---------- SUPPLIED DATA ----------

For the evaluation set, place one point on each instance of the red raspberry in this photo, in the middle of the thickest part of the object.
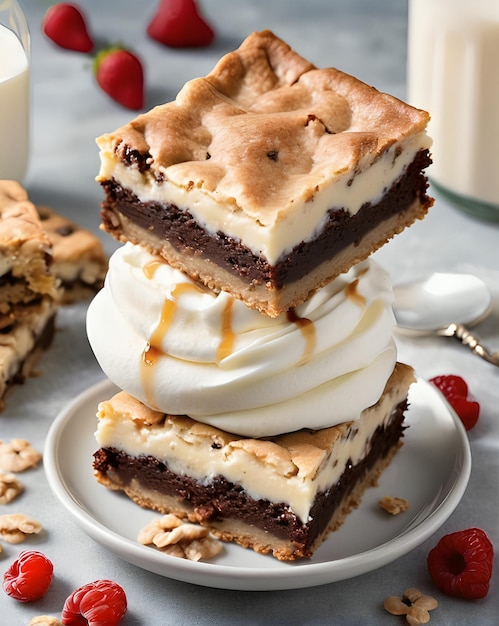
(467, 410)
(29, 577)
(455, 390)
(101, 603)
(461, 564)
(451, 385)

----------

→ **EXERCISE DESCRIPTION**
Render the records above as a two-column CSV with the header row instruction,points. Give one row per record, with its text in one quoted field and its points in another, line breaks replaced by spaces. Leave the pictures out.

→ **FINAL RESULT**
instruction,points
"For the evaluation set, place one point on each instance of the red raspberry in this photo, in the middle of the thickest part of the object.","(467, 410) (29, 577) (455, 390) (101, 603) (461, 564) (451, 385)"